■ Source text:
··········

After years of ill health, French died at his home from a heart attack on 27 October 2015, aged 82, and his ashes were buried on the eastern side of Highgate Cemetery.

Upon his death on 27 October 2015, French was referred to by his Observer successor Mark Kermode as "an inspiration to an entire generation of film critics". The Observer editor John Mulholland said that French was "a giant figure" in the paper's history and "part of its soul for the past 50 years", adding: He was a brilliant critic whose erudition and judgement were respected by generations of cinema lovers and film-makers alike. He was also a joy to work with, unfailingly warm and generous to colleagues and to the thousands of readers he encountered. He is revered as one of the most astute critics of his generation, whose love of film shone through his lucid and engaging writing. He will be missed sorely, but he will be remembered with affection and respect by his legion of admirers. French's son Sean said, "If readers felt they knew him it's because he put his personality into the writing. He was a very funny man, with a slightly grim comic view of the world and this obsessive thing about puns." The Daily Telegraph said that French was "the doyen of English film critics" and estimated that he had seen some 14,000 films, many of them during the 50 years that he wrote for The Observer.

··········

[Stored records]
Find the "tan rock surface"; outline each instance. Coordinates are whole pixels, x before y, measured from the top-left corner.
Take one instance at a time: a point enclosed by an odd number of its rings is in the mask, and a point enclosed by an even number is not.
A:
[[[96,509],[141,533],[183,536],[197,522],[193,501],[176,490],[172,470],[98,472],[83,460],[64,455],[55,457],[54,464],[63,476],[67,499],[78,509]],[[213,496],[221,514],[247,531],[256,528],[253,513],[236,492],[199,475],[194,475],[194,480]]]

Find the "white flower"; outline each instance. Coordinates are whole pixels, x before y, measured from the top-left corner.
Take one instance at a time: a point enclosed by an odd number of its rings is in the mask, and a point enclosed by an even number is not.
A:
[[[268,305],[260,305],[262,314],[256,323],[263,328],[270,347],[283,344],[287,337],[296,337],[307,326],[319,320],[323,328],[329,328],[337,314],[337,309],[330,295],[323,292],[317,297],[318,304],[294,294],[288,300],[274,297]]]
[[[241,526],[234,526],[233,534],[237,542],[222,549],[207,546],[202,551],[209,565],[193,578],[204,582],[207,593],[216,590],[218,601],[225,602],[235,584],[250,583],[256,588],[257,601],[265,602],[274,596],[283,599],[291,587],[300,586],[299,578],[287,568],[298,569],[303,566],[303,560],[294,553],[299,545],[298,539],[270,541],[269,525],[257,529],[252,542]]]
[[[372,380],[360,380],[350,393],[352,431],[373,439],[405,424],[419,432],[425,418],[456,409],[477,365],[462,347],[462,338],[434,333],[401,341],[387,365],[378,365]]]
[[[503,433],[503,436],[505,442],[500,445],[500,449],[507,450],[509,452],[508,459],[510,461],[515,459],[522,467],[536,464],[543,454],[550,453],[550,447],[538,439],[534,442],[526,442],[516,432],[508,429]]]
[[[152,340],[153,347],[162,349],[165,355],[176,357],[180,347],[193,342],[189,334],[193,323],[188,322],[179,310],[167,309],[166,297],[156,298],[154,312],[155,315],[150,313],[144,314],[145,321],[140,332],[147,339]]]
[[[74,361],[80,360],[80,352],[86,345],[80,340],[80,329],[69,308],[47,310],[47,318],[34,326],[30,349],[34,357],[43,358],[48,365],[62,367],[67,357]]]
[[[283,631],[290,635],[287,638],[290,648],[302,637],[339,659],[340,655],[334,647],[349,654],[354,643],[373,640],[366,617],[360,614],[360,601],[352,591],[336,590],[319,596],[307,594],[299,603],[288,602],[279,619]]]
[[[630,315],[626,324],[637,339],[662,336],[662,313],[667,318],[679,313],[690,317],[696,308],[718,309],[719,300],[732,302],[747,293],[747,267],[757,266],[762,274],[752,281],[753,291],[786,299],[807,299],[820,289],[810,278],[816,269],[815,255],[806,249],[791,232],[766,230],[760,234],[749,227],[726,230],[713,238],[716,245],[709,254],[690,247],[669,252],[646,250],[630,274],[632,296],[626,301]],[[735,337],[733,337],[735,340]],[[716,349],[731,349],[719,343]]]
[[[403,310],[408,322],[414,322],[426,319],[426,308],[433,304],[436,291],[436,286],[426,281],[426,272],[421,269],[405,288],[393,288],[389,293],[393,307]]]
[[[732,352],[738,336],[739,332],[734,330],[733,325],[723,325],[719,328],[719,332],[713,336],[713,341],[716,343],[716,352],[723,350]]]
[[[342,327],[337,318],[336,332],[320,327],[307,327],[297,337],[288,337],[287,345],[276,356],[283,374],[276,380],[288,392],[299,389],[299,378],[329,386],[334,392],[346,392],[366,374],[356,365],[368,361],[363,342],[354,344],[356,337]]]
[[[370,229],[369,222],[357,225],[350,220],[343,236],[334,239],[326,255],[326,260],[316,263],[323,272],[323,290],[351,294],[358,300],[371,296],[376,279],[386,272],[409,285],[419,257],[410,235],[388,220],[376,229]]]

··········

■ Questions to answer:
1. In the passage on the film critic's death, how many films did The Daily Telegraph estimate he had seen?
2. From the passage on the film critic's death, repeat the text starting with "After years of" and going on through "of Highgate Cemetery.".

■ Expected outputs:
1. Some 14,000 films.

2.
After years of ill health, French died at his home from a heart attack on 27 October 2015, aged 82, and his ashes were buried on the eastern side of Highgate Cemetery.